> _Given task 1_:
Answer these about the ski trip post below:
(a) Which town was the next destination after the skiing?
(b) What top speed did the watch show after the first run of the day?
(c) Where did the last day of skiing take place?
# Start of Extract to read
When the kids don’t oblige by giving you something to write
about sometimes you just have to go out and do it yourself. That’s why this
update is a little delayed, but I’ll get to that later.
We woke up yesterday to another bluebird day as they say, with the sun shining and blue skies over
the ski fields. It was our last day in Madarao and we were only going to be able
to ski for half of it before we had to negotiate our way to our next destination,
Matsumoto. We packed, made sure everything was right for our departure, then
made our way out to the slopes where the weather was truly gorgeous.
I decided that if I was going to do a speed run, I’d be best
of doing it early in the day so I went for it on the first run. Now I think I
wrote two years ago about the dangers of knowing how fast you’re going and the desire
to push the boundaries. I’d told myself before this trip that I wasn’t going to
worry about topping that last trip. But speed is a drug. On that first run of
the day I got to the bottom and my watch told me my max speed was 98km/hr and I
didn’t feel like I’d taken the fastest route down. It was teasing me, 2km/hr
short of three figures. I had to give it another go. Just one more. How good
would 100km/hr look? I decided to find out.
# End of Extract to read
# Start of Data listing
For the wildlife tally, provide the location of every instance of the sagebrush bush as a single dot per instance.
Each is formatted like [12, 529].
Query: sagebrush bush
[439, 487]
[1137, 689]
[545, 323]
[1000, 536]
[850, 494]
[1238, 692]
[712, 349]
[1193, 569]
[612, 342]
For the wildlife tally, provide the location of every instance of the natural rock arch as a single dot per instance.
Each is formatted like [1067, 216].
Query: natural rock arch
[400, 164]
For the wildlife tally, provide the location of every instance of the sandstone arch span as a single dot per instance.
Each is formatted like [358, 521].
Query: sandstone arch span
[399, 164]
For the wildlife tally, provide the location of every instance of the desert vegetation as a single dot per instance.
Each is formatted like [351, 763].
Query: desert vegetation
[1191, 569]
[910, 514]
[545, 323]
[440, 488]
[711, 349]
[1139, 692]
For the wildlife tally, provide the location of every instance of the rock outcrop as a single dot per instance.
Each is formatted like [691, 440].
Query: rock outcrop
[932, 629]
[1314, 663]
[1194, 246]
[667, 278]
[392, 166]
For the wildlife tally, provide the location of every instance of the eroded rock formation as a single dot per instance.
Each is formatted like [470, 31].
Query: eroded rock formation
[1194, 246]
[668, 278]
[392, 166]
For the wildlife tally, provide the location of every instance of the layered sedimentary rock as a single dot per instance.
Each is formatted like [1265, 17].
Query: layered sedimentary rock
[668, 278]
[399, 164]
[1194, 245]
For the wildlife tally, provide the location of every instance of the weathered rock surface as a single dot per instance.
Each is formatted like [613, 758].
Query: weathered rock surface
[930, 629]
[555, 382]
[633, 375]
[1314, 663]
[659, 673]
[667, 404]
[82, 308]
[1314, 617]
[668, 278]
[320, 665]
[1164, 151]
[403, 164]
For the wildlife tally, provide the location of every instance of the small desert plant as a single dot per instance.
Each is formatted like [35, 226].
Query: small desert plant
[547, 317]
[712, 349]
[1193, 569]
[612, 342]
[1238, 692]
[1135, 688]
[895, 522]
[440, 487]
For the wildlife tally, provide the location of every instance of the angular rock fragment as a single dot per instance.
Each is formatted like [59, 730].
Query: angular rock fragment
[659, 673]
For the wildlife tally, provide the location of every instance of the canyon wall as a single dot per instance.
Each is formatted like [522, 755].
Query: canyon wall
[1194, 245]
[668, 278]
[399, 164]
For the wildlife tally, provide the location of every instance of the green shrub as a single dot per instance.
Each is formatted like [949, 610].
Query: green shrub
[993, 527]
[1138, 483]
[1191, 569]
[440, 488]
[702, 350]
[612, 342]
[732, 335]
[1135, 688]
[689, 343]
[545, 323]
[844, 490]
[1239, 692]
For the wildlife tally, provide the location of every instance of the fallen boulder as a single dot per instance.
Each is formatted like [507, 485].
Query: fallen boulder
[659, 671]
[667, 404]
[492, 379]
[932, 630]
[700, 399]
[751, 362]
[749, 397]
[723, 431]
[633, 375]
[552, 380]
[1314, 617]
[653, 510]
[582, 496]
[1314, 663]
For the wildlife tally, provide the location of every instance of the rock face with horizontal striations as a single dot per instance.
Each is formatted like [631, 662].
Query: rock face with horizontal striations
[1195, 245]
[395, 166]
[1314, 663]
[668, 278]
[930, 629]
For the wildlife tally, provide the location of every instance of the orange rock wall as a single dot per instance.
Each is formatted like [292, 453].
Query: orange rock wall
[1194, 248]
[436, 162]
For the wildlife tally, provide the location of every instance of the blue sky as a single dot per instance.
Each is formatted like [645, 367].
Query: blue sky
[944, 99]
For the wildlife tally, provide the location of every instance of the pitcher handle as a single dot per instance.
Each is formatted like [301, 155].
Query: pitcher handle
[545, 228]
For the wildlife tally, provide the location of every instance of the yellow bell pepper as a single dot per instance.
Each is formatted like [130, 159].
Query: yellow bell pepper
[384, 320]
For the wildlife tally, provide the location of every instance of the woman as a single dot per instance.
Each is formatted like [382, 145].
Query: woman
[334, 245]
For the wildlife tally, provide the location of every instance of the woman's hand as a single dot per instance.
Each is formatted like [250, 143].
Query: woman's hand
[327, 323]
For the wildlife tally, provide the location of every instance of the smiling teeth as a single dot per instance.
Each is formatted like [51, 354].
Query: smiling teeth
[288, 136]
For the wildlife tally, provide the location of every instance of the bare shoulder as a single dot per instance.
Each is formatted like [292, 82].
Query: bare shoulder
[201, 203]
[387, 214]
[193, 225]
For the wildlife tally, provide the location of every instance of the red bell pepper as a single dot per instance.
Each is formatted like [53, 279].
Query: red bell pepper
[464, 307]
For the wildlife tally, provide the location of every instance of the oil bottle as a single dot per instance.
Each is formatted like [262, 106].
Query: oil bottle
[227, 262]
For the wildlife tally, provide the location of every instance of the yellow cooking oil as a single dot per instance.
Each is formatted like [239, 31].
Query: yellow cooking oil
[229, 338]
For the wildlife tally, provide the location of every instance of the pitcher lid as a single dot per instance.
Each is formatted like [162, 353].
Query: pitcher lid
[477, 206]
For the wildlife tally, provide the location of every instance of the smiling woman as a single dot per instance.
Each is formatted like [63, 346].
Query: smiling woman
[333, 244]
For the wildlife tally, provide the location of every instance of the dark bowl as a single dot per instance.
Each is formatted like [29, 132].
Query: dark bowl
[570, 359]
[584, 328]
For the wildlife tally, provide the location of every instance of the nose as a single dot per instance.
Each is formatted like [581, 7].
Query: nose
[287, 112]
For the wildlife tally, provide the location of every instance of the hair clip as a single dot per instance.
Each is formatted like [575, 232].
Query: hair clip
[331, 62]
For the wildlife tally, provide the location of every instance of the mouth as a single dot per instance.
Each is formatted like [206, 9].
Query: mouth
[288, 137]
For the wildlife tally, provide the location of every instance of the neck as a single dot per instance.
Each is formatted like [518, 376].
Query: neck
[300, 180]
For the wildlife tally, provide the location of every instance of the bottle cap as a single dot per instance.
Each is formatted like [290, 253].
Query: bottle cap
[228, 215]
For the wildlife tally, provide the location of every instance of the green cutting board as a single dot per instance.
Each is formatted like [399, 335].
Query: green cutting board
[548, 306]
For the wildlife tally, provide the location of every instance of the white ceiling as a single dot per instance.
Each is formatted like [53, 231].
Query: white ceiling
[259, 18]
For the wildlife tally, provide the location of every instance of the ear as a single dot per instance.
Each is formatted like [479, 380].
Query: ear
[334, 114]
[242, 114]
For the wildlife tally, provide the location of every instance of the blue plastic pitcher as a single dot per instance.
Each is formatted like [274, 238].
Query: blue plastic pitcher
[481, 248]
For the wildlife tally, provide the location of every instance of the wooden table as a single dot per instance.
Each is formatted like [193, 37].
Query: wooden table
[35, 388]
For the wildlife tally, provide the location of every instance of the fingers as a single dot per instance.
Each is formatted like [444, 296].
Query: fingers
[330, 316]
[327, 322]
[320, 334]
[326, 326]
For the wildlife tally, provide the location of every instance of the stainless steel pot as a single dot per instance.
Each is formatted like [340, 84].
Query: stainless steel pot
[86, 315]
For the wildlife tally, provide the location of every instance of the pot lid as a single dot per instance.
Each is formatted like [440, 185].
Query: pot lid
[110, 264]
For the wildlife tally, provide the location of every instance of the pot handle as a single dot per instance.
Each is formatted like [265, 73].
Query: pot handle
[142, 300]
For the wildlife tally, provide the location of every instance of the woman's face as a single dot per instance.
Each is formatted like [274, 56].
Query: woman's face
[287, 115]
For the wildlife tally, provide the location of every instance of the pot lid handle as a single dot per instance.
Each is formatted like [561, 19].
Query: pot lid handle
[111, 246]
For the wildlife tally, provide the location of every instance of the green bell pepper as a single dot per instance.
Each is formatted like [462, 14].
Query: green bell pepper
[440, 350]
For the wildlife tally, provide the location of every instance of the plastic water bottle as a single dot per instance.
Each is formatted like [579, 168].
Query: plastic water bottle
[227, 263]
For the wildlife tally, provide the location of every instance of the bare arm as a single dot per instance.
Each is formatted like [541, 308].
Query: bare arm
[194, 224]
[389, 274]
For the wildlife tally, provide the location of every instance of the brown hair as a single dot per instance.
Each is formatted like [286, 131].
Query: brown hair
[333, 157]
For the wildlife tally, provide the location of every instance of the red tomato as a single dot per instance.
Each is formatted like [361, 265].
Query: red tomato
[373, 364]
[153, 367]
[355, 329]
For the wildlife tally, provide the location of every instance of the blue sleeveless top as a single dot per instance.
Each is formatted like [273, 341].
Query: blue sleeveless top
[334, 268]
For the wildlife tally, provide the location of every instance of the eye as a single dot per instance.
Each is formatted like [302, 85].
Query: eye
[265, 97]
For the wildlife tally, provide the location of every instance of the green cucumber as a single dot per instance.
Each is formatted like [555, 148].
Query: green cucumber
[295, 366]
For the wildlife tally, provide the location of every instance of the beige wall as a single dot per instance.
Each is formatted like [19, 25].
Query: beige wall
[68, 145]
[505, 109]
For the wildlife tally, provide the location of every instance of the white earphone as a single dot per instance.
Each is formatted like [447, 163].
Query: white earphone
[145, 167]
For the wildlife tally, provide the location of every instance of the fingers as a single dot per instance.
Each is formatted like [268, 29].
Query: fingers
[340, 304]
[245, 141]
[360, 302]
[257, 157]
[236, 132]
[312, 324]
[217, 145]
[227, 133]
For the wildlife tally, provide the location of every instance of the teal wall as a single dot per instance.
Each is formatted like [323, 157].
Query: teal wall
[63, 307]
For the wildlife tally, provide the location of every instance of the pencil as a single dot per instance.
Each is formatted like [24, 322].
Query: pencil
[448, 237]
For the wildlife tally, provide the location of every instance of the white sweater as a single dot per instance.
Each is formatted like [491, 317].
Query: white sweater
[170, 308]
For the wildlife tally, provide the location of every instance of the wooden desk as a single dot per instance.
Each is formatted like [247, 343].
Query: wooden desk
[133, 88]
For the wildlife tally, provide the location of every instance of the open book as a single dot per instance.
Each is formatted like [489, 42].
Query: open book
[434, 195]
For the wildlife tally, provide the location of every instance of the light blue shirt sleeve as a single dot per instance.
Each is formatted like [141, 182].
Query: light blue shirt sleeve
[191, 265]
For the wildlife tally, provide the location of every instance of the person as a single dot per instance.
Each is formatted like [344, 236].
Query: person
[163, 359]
# End of Data listing
> _Given task 2_: Gather every line of the listing above that contains the word "striations". Case counts.

> _Answer 1_:
(a) Matsumoto
(b) 98km/hr
(c) Madarao

> _Answer 2_:
For the wildlife tally, provide the location of every instance of the rock face with horizontal striations as a single dot per instance.
Query: rock face with horizontal striations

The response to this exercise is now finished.